───── Text passage ─────

3.3.2.  PIM Forwarding

   For node-protection, the merge points would be the next-next-hops in
   the tree.  For a PLR to learn them, additional PIM Join Attributes
   [I-D.ietf-pim-mtid] need to be defined to specify the set of next-
   hops from which the sending node has received Joins.  For link-
   protection, of course a PLR knows the routers that have sent it
   Joins.

   An MP must know the interface that alternate traffic should be



Atlas, et al.            Expires January 5, 2012               [Page 11]


Internet-Draft            MRT FRR Architecture                 July 2011


   accepted from.  To do this, a new Upstream Backup Join would be added
   to PIM.  This Upstream Backup Join would be sent by the PLR to MPs.
   If the PLR has selected an LFA for a MP, then the PLR tunnels the
   Upstream Backup Join to the MP via the LFA.  If the PLR will use MRT,
   then the PLR must send two Upstream Backup Joins - one transmited via
   the blue MRT and one transmited via the red MRT; these will also be
   tunneled via LDP or IP as is configured in the network.

─────

◆ Exercise tasks ◆
(1) In the PIM forwarding passage, what would the merge points be for node-protection?
(2) Carry on writing the PIM forwarding passage, picking up after its final sentence.
The records after this are separate from the PIM forwarding passage.

───── Extracted data ─────

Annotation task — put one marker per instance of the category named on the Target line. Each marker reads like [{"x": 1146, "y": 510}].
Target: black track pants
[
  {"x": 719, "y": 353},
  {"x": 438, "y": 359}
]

─────

◆ The results ◆
(1) The next-next-hops in the tree.

(2)
   The Upstream Backup Join will specify the PLR, the MP, the (S, G),
   and the alternate details (e.g.  LFA with neighbor address, blue MRT,
   red MRT).  If desired, the alternate topology could be used to verify
   the incoming interface appropriately via a tree-appropriate RPF
   check.  Upon receiving the Upstream Backup Join, the MP will accept
   specified multicast traffic from the LFA backup neighbour, blue or
   red MRT respectively.

3.3.2.1.  Protocol Extensions and Considerations: PIM

   This captures an initial understanding of what may need to be
   specified.  This is focusing on PIM Sparse mode.

   o  Capabilities: New Hello Option Capabilities to indicate the
      ability to understand the new Join Attributes and Upstream Backup
      Join.

   o  Next-Hops: Need a new Join Attribute[I-D.ietf-pim-mtid] to send
      the next-hops to the PLR.  This list could be updated and sent
      upstream every time it changes.

   o  Upstream Backup Join

3.3.3.  mLDP Forwarding

   As in PIM, in mLDP[I-D.ietf-mpls-ldp-p2mp] a mechanism must be added
   so that the PLR can learn the next-next-hops.  The PLR also needs to
   learn the associated label-bindings.  This can be done via a new P2MP
   Child Data Object.  This object would include the primary loopback of
   an LSR that has provided labels for the FEC to the sending LSR along
   with the label specified.  Multiple P2MP Child Data Objects could be
   included in a P2MP Label Mapping; only those specified in the most
   recent P2MP Label Mapping should be stored and used.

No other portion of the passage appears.